:: Task item ::
Whenever a line below includes the word "formatted", copy that line.
═══ Provided entries ═══
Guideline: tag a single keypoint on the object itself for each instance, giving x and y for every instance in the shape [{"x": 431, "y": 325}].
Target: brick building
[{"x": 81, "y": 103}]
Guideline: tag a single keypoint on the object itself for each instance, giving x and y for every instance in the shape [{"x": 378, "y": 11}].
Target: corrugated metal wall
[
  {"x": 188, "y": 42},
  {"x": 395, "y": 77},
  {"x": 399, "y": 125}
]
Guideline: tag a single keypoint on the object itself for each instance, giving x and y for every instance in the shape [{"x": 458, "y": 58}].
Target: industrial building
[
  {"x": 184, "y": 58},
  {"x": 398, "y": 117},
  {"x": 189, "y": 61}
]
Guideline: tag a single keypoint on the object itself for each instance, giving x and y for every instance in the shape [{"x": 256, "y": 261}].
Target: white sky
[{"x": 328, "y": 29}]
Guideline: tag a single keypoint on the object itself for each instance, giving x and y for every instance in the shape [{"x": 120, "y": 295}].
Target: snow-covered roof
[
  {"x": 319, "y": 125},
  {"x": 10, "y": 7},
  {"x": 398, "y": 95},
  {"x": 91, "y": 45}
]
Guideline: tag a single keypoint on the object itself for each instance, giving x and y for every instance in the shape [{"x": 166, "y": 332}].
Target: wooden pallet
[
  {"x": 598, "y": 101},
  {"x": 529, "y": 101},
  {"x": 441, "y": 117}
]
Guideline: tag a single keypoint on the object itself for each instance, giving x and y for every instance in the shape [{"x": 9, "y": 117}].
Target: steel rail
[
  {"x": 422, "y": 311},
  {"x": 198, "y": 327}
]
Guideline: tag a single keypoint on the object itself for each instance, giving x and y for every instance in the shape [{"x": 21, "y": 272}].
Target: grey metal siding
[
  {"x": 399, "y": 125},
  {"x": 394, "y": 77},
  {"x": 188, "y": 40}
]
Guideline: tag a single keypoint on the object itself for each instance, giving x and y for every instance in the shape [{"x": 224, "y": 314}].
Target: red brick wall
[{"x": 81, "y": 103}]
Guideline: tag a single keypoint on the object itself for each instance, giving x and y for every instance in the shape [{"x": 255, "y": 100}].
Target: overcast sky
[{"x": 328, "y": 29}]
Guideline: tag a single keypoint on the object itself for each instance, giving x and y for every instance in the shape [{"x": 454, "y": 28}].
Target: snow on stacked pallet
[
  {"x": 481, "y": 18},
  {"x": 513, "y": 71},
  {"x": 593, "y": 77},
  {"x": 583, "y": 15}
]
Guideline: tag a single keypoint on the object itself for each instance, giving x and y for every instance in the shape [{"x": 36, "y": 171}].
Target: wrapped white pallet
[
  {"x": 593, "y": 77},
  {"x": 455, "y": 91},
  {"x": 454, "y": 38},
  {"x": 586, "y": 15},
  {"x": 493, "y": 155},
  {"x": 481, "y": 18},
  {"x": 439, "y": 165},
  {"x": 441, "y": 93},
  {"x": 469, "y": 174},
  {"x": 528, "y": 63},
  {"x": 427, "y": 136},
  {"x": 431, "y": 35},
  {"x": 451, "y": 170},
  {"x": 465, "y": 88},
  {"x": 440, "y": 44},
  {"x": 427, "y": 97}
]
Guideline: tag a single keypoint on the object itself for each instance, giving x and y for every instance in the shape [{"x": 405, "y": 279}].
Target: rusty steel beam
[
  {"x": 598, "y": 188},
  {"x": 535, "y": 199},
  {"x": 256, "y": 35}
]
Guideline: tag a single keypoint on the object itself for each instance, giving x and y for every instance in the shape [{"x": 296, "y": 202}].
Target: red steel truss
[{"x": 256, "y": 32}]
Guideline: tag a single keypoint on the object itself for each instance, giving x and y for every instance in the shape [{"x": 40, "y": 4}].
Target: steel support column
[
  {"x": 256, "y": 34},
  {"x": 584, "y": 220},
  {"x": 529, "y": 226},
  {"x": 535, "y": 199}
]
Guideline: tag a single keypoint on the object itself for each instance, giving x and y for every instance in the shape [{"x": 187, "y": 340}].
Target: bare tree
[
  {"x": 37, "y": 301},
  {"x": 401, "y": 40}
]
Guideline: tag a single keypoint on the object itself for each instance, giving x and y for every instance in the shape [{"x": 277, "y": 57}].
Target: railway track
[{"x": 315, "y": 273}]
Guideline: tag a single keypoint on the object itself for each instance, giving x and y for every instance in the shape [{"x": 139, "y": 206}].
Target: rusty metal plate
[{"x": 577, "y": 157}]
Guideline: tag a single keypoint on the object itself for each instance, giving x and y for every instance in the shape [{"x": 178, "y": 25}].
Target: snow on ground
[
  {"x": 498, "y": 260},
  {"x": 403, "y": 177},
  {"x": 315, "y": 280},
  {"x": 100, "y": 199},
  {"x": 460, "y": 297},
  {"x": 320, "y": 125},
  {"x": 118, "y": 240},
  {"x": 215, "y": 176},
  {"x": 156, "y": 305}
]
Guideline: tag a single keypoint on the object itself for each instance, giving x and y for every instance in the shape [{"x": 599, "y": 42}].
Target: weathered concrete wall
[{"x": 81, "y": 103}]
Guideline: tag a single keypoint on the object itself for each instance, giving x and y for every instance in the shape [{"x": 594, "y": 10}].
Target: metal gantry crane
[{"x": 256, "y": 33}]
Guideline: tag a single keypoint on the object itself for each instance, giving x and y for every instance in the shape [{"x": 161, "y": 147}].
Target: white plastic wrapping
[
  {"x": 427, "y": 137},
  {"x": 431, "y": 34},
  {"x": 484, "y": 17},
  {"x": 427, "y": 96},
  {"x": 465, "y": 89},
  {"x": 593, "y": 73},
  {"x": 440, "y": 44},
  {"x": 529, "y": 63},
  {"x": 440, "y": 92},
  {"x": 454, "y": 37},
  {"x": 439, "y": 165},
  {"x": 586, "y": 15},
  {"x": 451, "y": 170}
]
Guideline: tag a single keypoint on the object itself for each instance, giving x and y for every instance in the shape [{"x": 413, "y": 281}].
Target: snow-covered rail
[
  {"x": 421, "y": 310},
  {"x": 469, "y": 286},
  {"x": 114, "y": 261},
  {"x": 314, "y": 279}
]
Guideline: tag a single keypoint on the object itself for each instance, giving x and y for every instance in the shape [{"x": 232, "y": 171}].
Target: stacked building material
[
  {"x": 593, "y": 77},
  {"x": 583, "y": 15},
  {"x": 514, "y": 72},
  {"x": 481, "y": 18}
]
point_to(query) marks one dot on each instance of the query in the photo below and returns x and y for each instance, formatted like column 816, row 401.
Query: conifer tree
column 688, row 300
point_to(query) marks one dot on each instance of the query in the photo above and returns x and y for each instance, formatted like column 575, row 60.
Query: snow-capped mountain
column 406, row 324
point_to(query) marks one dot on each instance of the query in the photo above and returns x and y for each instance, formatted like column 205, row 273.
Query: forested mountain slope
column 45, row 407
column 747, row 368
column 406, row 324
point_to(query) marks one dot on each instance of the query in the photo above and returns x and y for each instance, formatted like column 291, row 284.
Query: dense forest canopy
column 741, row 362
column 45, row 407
═══
:: Finished task ::
point_to(query) marks one dot on each instance of the query in the photo below and returns x and y for each instance, formatted like column 816, row 401.
point_to(query) marks one dot on each instance of the query in the photo above and returns x and y for each instance, formatted like column 575, row 60.
point_to(query) marks one dot on each instance of the query in the photo above and returns x and y for each instance, formatted like column 205, row 273.
point_to(query) marks one dot on each instance of the query in the photo above and returns x and y for each instance, formatted like column 291, row 284.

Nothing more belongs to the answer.